Please copy the entries below word for word, leaving out any image.

**RECORDS SHOWN**
_____
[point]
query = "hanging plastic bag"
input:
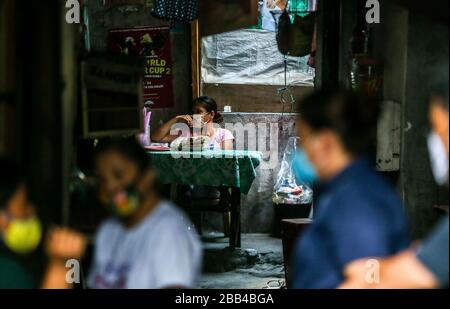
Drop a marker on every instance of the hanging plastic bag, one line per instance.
(288, 190)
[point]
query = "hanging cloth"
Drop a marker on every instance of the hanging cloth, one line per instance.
(176, 10)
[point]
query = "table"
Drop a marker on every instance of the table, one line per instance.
(224, 168)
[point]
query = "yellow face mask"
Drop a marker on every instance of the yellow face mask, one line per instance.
(23, 236)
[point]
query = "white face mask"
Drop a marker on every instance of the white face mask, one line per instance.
(439, 158)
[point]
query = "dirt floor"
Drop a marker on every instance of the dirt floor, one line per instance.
(258, 262)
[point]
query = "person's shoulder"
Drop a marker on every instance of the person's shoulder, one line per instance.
(225, 134)
(107, 227)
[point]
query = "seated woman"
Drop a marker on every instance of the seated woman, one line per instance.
(206, 108)
(147, 243)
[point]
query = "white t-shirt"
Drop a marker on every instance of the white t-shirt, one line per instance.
(163, 251)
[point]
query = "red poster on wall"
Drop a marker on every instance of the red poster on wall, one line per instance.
(153, 43)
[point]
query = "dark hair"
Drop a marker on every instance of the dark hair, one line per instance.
(128, 147)
(10, 180)
(352, 116)
(211, 106)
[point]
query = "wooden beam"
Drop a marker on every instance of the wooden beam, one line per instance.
(195, 59)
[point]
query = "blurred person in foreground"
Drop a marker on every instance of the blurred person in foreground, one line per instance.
(426, 266)
(21, 234)
(147, 243)
(357, 214)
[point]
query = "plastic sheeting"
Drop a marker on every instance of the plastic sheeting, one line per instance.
(250, 57)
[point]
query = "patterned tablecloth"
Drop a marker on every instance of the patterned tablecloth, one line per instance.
(208, 168)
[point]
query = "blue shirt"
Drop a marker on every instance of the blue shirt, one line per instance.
(358, 215)
(434, 253)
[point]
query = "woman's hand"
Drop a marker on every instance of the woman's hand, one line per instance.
(185, 118)
(64, 244)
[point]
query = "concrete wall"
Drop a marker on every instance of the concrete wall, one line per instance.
(257, 210)
(427, 59)
(414, 49)
(101, 19)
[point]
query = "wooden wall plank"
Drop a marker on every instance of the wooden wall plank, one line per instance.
(251, 98)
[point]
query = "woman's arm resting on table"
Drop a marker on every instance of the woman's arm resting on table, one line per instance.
(228, 145)
(162, 135)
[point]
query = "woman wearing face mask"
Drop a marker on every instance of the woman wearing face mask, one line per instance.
(357, 214)
(424, 267)
(21, 233)
(147, 243)
(205, 118)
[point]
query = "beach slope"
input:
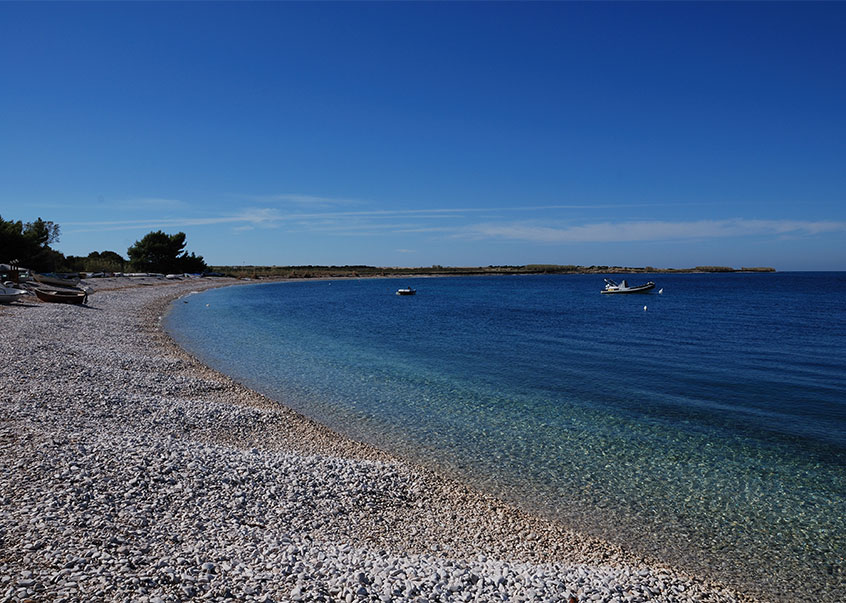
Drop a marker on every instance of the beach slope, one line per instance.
(130, 471)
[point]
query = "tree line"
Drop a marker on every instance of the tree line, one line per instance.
(28, 245)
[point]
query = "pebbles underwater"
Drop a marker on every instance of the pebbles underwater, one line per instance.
(128, 471)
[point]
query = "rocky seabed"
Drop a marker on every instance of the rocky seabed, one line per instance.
(130, 472)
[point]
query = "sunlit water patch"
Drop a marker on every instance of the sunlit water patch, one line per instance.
(708, 429)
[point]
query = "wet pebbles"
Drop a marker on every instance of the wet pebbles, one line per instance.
(128, 471)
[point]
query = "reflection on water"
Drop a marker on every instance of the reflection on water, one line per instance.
(709, 430)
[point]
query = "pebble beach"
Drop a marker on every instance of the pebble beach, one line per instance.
(129, 471)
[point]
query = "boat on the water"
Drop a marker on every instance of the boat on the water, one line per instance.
(623, 287)
(10, 294)
(67, 296)
(56, 280)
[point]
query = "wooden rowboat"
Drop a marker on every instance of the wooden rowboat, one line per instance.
(62, 297)
(56, 280)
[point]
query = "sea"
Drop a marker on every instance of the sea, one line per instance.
(702, 424)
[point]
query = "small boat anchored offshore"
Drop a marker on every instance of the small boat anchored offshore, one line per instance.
(623, 287)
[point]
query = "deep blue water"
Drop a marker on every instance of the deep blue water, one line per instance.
(708, 429)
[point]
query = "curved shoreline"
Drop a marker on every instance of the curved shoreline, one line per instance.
(147, 451)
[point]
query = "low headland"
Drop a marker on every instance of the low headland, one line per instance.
(131, 471)
(373, 271)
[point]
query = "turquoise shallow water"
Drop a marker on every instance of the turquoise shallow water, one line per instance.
(708, 430)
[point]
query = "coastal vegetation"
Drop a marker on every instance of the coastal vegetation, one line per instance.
(161, 252)
(28, 245)
(311, 271)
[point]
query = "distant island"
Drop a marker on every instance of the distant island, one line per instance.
(277, 272)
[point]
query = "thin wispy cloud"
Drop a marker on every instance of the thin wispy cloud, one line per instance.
(152, 203)
(639, 231)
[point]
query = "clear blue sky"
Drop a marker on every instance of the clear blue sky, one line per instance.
(665, 134)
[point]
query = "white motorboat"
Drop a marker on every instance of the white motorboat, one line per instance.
(623, 287)
(10, 294)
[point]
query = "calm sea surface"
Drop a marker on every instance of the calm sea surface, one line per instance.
(708, 429)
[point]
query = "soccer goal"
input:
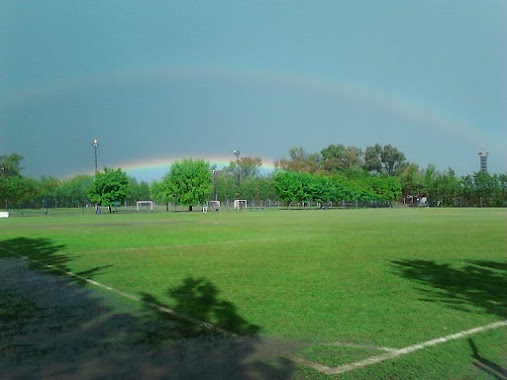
_____
**ANSWER FOR THE TASK**
[point]
query = "hanging plastic bag"
input:
Drop a marker on every instance of the hanging plastic bag, one line per instance.
(288, 190)
[point]
query = "hanging cloth"
Drop a marker on every instance of the hanging cloth, one line per instance.
(176, 10)
[point]
query = "table"
Drop a marker on every instance of the table, one line per instance.
(224, 168)
[point]
query = "yellow face mask"
Drop a marker on every instance of the yellow face mask, one line per instance.
(23, 236)
[point]
query = "white face mask"
Drop a marker on every instance of the white face mask, one line per instance.
(439, 158)
[point]
query = "dirt floor"
Drop a marker on every instance of the dirt floor, one line per instance.
(258, 262)
[point]
query = "person's shoulder"
Drop a marker on every instance of the person's shoulder, one line per instance.
(225, 134)
(107, 227)
[point]
query = "seated woman"
Drop a marker on every instance of the seated woman, one line per instance.
(206, 108)
(147, 243)
[point]
query = "white t-shirt"
Drop a marker on every instance of the white t-shirt, one line per instance.
(163, 251)
[point]
query = "red poster on wall"
Drop a marker on every instance of the red poster on wall, one line per instance.
(153, 43)
[point]
query = "dark hair"
Drop a marker on every instance of the dark hair, one line per instance.
(128, 147)
(10, 180)
(352, 116)
(211, 106)
[point]
query = "wooden beam"
Drop a marker on every instance of the wooden beam, one line per instance.
(195, 59)
[point]
query = "blurred person in foreground"
Drop a marker on every instance of the blurred person in foreground, one line per instance.
(426, 266)
(21, 234)
(147, 243)
(357, 214)
[point]
query = "plastic sheeting"
Drop a marker on every instance of the plastic sheeting, one line per instance.
(250, 57)
[point]
query = "patterned tablecloth"
Drop a marker on every instance of the patterned tablecloth, one line per instance.
(208, 168)
[point]
query = "blue shirt"
Drop a marker on every instance of the blue shirt, one line per instance.
(358, 215)
(434, 253)
[point]
query = "woman's hand"
Drop a marker on every instance of the woman's hand, one line per instance.
(185, 118)
(64, 244)
[point]
query = "concrete wall"
Drop a marker on every instance of the concrete wall, one line per instance.
(257, 210)
(427, 59)
(414, 49)
(101, 19)
[point]
query = "wooden wall plank"
Drop a marker on every instance of the wooden wall plank, one line per instance.
(251, 98)
[point]
query = "woman's arm resting on table"
Drop a marker on every instance of the woman's arm resting on table, one line per instance.
(228, 145)
(162, 135)
[point]
query = "woman wearing face mask"
Drop a marker on every instance of the woman wearing face mask, one line per instance.
(357, 214)
(424, 267)
(21, 233)
(147, 243)
(205, 118)
[point]
query = "beach slope"
input:
Drop a marker on every instance of the beach slope, one line per instance.
(130, 471)
[point]
query = "tree line"
Drop a marker on every instance of the tree line, one line per instance.
(28, 245)
[point]
query = "pebbles underwater"
Drop a marker on every instance of the pebbles underwater, one line per instance.
(128, 471)
[point]
query = "rocky seabed"
Drop a marker on every instance of the rocky seabed, one line per instance.
(130, 472)
[point]
query = "sunlit water patch"
Drop a marker on every instance of the sunlit water patch, one line per instance.
(708, 429)
[point]
query = "wet pebbles"
Drop a marker on every instance of the wet pebbles, one line per instance.
(128, 471)
[point]
query = "reflection on water"
Drop a marker on every instance of the reflection on water, one line per instance.
(709, 430)
[point]
query = "pebble beach"
Drop a marker on every instance of the pebble beach, one line per instance.
(129, 471)
[point]
query = "boat on the water"
Drop a marker on every instance of the boat on the water, one line per instance.
(623, 287)
(10, 294)
(67, 296)
(56, 280)
[point]
query = "wooden rowboat"
Drop a marker on every instance of the wooden rowboat, one line per instance.
(62, 297)
(56, 280)
[point]
query = "sea"
Drop a marker on every instance of the sea, one line per instance.
(702, 424)
[point]
query = "small boat anchored offshore"
Drop a marker on every instance of the small boat anchored offshore, one line per instance.
(623, 287)
[point]
query = "deep blue water"
Drop a marker on every instance of the deep blue water, one line per instance.
(708, 429)
[point]
query = "curved shoreline"
Drop a marker on every instance of the curved shoreline, one line per instance.
(147, 451)
[point]
query = "low headland"
Drop a marker on every instance of the low headland, one line per instance.
(131, 471)
(373, 271)
[point]
query = "turquoise shallow water"
Drop a marker on every instance of the turquoise shallow water, one line per instance.
(708, 430)
[point]
query = "coastal vegetation"
Drop a marker on every instance of the coastal vegetation, one line per instance.
(161, 252)
(28, 245)
(311, 271)
[point]
query = "distant island"
Drop a marker on every instance of the distant island, one line per instance.
(277, 272)
[point]
query = "thin wispy cloud"
Drop a marker on every instance of the thin wispy cloud, one line per instance.
(152, 203)
(639, 231)
[point]
query = "clear blue sky"
Drop a marker on every instance of the clear blue sky, one line per instance.
(665, 134)
[point]
query = "white motorboat"
Drop a marker on every instance of the white motorboat, one line per instance.
(623, 287)
(10, 294)
[point]
query = "calm sea surface"
Drop a marker on every instance of the calm sea surface, one line per instance.
(708, 429)
[point]
query = "soccer goal"
input:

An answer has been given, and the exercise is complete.